### What you have to do
Your reply should hold only the lines from the records below where "concrete" occurs.
--- Provided data ---
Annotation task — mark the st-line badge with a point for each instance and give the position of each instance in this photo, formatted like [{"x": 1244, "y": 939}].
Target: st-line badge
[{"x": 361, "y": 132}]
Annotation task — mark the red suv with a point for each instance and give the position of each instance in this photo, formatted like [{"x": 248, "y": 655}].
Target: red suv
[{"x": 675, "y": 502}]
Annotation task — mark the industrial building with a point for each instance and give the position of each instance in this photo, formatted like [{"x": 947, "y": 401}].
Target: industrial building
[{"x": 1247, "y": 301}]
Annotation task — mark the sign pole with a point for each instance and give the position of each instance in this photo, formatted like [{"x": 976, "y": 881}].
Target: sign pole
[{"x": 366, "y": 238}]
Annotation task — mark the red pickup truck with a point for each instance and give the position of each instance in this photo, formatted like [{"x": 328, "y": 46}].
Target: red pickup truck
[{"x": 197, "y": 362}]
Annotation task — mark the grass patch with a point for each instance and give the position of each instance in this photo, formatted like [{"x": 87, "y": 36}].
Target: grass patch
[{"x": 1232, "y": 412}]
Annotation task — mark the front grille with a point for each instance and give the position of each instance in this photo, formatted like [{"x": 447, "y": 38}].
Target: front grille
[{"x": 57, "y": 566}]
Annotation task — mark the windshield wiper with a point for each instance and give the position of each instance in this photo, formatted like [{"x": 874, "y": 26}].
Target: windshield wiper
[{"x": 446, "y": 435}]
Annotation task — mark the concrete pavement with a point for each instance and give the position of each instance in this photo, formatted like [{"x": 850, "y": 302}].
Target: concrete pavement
---
### Written answer
Annotation task — mark the concrete pavement with a point for each instance and give the position of each instance in this photo, formatted like [{"x": 850, "y": 302}].
Target: concrete pavement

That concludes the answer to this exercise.